*Exercise details*. Write out the full listing again, exactly as it stands.

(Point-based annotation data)
** begin **

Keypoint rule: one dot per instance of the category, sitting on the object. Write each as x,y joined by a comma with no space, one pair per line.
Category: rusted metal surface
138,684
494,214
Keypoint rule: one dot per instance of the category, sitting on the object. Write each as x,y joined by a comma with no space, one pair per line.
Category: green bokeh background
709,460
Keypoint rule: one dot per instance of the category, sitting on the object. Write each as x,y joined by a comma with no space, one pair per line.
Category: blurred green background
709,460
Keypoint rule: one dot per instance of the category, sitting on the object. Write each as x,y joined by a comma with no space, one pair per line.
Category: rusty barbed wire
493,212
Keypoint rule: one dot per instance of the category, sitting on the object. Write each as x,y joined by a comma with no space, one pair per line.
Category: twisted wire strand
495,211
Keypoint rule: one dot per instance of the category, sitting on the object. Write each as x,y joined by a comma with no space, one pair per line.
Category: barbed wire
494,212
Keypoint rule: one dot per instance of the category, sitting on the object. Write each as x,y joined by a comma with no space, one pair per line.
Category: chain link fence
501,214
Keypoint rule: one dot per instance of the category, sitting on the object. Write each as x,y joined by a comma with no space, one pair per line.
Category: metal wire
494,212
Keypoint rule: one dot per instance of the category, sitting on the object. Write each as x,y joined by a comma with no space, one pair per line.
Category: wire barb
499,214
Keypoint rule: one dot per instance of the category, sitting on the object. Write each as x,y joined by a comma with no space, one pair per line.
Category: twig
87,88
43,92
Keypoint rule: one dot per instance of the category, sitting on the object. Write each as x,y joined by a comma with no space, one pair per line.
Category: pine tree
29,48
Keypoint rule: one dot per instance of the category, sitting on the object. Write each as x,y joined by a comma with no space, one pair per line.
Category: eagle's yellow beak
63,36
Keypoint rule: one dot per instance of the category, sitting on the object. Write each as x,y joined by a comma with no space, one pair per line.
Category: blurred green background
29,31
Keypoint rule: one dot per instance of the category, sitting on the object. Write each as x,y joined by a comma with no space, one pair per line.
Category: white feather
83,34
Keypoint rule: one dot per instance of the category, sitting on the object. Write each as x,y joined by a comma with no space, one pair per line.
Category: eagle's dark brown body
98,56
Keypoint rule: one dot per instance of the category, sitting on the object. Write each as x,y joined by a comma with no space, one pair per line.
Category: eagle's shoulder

** end **

*Exercise output*.
Keypoint rule: one dot per instance of the category, sitting on the object. Write each as x,y joined by a comma with no space, one pair per line.
Category: rusted metal surface
138,684
494,214
Keypoint rule: one dot per instance of the category, sitting on the object. Write each as x,y joined by a comma with no space, one pair per line.
Category: green bokeh background
709,460
Keypoint rule: one dot per instance of the category, sitting on the object. Write each as x,y joined by a comma with no space, one pair per line.
Category: blurred green background
709,460
Keypoint rule: one dot per instance of the category, sitting on the object. Write each as x,y joined by a comma with no space, one pair per line.
Category: rusty barbed wire
493,212
Keypoint rule: one dot per instance of the category, sitting on the object. Write each as x,y joined by a comma with no space, one pair per line.
Category: twisted wire strand
495,211
Keypoint rule: one dot per instance of the category, sitting on the object. Write each as x,y joined by a comma with no space, one pair per line.
Category: barbed wire
494,212
Keypoint rule: one dot per instance of the category, sitting on the object. Write each as x,y joined by a comma with no space, one pair per line.
Category: chain link fence
501,214
Keypoint rule: one dot per instance of the category, sitting on the object. Write each as x,y joined by a comma with no space, one pair per line.
Category: metal wire
494,212
Keypoint rule: one dot per instance of the category, sitting on the object. Write each as x,y joined by a comma with no space, one pair per line.
Category: wire barb
499,214
Keypoint rule: one dot per instance of the category, sitting on the object. Write each as x,y joined by a comma with no space, one pair per line.
Category: twig
87,88
43,92
Keypoint rule: one dot per instance of the category, sitting on the object. Write each as x,y joined by a comma with no space, one pair per line.
Category: pine tree
29,48
Keypoint rule: one dot per instance of the category, sitting on the object. Write each as x,y joined by a comma with no space, one pair per line.
Category: eagle's yellow beak
63,36
Keypoint rule: one dot per instance of the category, sitting on the object. Write each as x,y joined by a comma with no space, one pair per line.
Category: blurred green background
29,31
Keypoint rule: one dot per instance of the category, sitting on the object. Write each as x,y joined by a comma with no space, one pair per line.
Category: white feather
83,34
Keypoint rule: one dot per instance of the category, sitting on the object. Write each as x,y joined by a comma with no space, one pair per line.
Category: eagle's dark brown body
98,56
Keypoint rule: one dot per instance of the category, sitting on the object. Write each as x,y joined by a comma with no space, one pair per line.
Category: eagle's shoulder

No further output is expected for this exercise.